» **YOUR INSTRUCTIONS**
Copy the items starting at the first one and ending at the line that contains "[[163, 335]]", replacing "keypoint" with "marker" wherever it occurs and keeping everything else unchanged.

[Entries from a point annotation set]
————————

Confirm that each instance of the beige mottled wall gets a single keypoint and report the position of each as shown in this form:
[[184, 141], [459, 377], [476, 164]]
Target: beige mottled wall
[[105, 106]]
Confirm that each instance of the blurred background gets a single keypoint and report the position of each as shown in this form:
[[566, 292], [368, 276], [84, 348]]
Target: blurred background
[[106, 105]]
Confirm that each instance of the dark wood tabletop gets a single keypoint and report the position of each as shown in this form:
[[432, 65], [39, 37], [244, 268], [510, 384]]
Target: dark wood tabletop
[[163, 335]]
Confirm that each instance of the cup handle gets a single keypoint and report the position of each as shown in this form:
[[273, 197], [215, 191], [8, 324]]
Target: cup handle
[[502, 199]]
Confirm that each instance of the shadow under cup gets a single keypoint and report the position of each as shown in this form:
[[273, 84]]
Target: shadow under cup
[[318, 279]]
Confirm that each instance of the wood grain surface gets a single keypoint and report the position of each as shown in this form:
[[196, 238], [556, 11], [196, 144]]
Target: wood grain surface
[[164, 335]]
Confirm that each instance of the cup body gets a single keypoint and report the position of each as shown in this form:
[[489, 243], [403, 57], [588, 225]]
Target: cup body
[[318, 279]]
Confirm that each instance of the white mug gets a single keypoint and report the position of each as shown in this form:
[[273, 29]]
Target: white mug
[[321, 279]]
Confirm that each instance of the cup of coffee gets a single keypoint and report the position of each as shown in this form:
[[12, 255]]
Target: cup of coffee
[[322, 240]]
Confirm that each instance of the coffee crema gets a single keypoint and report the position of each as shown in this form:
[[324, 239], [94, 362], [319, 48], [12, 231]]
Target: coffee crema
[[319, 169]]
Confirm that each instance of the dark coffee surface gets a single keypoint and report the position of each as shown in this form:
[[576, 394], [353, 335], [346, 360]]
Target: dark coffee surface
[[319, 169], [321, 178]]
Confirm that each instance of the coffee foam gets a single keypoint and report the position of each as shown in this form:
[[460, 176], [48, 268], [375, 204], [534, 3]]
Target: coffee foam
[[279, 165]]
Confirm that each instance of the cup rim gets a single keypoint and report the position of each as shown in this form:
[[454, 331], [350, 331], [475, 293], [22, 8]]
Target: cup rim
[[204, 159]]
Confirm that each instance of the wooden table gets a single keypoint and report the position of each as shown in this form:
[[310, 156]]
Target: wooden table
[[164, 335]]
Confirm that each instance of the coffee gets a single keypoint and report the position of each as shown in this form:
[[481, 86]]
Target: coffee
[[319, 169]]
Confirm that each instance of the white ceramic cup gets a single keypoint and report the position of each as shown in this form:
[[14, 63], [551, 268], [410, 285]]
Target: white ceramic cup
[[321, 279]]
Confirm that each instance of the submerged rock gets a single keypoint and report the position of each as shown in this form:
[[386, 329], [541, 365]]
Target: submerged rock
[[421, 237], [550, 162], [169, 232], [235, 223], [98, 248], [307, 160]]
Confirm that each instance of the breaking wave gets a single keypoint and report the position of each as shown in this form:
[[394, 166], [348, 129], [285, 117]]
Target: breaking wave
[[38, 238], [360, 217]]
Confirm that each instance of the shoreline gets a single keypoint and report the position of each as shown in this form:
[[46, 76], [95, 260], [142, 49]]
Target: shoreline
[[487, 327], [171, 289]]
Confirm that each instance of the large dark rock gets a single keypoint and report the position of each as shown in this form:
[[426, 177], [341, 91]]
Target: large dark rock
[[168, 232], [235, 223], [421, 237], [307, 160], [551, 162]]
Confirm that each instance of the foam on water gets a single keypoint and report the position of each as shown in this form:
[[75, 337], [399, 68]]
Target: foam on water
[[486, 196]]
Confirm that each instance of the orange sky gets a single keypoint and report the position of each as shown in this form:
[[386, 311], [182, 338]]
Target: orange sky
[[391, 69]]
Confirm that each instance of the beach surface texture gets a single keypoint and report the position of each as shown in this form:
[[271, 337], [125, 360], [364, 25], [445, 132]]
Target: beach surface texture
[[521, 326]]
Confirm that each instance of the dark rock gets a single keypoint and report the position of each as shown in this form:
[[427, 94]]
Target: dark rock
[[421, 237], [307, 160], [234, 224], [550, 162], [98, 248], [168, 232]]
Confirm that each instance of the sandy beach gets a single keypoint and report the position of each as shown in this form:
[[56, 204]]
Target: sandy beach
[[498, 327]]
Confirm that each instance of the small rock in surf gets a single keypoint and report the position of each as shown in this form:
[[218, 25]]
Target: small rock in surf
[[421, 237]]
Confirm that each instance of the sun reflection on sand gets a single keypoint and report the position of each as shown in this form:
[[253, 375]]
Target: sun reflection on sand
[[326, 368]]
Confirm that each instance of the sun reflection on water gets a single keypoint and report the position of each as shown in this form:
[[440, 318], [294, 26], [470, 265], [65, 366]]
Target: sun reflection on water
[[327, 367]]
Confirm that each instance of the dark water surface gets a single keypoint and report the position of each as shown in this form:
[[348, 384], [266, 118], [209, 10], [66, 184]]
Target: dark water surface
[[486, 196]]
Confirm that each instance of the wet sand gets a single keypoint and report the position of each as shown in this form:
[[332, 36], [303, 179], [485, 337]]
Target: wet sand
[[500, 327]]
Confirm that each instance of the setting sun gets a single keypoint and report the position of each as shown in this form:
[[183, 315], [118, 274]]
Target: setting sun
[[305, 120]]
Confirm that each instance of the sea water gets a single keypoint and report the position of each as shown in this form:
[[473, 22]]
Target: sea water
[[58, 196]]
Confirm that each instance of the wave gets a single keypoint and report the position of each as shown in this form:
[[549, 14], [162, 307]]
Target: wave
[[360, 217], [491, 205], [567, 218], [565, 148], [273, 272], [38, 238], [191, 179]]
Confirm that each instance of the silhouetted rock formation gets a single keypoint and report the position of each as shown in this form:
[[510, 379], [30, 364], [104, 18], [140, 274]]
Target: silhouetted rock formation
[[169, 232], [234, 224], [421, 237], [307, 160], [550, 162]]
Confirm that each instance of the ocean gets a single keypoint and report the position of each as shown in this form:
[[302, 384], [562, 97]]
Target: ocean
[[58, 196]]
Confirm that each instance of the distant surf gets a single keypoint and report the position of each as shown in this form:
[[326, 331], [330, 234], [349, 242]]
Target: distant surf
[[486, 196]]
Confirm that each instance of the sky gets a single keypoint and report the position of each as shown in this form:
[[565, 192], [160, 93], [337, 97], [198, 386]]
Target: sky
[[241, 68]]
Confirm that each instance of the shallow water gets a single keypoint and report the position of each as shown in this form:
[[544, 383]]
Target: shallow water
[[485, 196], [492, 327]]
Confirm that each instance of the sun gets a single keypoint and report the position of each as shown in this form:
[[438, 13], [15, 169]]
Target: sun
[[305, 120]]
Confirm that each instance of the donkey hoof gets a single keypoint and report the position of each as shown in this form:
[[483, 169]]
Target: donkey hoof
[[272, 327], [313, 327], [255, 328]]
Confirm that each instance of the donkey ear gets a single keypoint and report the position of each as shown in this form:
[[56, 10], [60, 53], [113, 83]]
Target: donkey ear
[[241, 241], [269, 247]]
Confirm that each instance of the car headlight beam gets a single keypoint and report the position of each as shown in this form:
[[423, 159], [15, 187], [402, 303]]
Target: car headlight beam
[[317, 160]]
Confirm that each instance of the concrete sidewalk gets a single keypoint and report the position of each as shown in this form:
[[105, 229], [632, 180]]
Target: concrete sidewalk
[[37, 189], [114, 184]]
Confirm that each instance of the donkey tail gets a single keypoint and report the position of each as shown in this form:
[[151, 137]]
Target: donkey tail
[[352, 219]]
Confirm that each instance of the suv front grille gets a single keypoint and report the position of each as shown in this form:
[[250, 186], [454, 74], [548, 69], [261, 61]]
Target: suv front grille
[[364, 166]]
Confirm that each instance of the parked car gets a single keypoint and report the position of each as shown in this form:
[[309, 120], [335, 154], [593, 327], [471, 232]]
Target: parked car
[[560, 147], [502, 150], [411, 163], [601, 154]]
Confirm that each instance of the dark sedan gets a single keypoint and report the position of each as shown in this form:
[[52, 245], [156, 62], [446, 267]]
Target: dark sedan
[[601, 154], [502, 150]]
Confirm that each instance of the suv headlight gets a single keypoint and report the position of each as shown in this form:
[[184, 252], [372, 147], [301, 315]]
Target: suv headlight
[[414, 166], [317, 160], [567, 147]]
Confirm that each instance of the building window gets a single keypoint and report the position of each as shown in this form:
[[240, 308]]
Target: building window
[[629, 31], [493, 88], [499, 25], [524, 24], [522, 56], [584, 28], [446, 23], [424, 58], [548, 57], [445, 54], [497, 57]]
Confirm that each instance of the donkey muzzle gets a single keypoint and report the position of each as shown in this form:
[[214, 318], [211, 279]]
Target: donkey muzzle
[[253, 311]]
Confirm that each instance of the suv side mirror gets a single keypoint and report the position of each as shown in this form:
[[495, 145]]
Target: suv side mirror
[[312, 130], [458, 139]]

————————

» **EXERCISE ANSWER**
Confirm that each instance of the beige mottled wall gets a single marker and report the position of each as shown in this form:
[[184, 141], [459, 377], [476, 164]]
Target: beige mottled wall
[[105, 106]]
Confirm that each instance of the blurred background gets a single marker and report the position of each as shown in this form:
[[566, 292], [368, 276], [84, 348]]
Target: blurred background
[[106, 105]]
Confirm that each instance of the dark wood tabletop gets a single marker and report the position of each as shown in this form:
[[432, 65], [39, 37], [244, 268], [510, 384]]
Target: dark wood tabletop
[[163, 335]]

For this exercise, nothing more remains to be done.